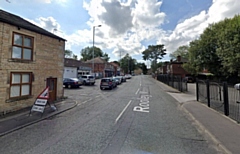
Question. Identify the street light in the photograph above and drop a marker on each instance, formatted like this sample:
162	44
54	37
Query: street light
93	46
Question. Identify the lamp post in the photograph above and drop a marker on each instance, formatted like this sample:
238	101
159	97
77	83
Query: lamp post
93	47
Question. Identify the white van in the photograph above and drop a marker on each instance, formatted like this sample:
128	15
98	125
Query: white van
88	79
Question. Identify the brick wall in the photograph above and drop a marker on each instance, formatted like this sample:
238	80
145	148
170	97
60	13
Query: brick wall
48	60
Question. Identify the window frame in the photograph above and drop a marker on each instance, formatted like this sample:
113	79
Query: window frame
20	84
22	46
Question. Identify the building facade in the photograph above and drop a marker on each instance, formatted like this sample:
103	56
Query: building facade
31	59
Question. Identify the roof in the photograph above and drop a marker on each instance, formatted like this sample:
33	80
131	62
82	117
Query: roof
96	60
68	62
114	64
22	23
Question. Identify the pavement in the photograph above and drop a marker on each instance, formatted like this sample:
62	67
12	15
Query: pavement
20	119
222	130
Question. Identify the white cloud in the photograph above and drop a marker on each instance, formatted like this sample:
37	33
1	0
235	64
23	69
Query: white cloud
147	14
191	28
126	24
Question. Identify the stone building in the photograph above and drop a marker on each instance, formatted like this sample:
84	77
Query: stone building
31	59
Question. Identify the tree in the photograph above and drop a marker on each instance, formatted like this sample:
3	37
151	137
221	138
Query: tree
74	56
68	54
181	51
154	53
128	64
87	53
143	67
229	45
217	49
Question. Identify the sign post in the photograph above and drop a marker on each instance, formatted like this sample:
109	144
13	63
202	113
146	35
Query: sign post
41	102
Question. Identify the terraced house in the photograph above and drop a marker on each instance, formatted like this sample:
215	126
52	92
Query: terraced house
31	59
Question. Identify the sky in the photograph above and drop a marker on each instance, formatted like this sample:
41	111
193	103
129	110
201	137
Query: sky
127	26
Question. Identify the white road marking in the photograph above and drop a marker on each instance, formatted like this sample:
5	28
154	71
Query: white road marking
119	116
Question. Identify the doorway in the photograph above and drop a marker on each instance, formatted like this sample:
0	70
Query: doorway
52	83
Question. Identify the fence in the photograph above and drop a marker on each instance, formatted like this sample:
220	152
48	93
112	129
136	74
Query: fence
219	96
173	81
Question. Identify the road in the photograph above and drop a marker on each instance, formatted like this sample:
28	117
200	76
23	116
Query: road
137	117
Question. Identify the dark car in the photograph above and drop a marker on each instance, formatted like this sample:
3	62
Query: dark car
107	83
189	79
72	82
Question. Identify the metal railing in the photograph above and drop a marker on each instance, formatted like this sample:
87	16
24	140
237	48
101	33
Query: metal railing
173	81
219	96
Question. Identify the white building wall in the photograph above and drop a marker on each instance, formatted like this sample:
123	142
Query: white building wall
70	72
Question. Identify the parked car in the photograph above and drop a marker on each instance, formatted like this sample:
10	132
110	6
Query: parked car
88	79
107	83
128	76
71	82
117	80
123	78
189	79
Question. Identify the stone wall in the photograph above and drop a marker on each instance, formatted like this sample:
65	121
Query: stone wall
48	61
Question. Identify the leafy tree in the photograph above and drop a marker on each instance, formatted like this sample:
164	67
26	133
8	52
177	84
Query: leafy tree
217	49
181	51
74	56
87	53
229	45
143	67
128	64
154	53
105	57
68	54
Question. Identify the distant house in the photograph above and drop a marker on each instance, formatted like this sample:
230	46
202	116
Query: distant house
174	67
75	68
31	59
102	68
117	68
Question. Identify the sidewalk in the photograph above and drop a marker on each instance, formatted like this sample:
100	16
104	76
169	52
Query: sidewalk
222	130
18	120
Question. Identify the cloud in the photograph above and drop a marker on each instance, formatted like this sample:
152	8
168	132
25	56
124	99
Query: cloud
191	28
116	16
147	14
49	24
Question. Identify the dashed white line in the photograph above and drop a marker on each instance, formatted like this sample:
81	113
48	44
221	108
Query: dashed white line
119	116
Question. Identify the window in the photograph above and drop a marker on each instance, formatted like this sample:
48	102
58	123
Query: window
21	84
22	47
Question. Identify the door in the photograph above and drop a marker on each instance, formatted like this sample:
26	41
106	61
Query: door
52	83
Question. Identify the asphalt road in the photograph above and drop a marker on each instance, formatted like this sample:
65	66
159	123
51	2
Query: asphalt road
137	117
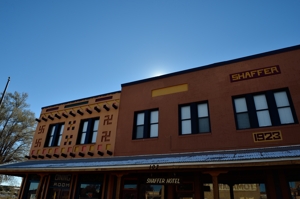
==*==
* **ENUNCIADO DA TAREFA**
Encontre nos registros todas as linhas que contêm a palavra "lamp" e copie cada uma delas. Maiúsculas e minúsculas fazem diferença.

* **RESPOSTA DO EXERCÍCIO**
Question. Identify the lamp post in the photograph above and drop a marker on each instance, formatted like this sample:
Query: lamp post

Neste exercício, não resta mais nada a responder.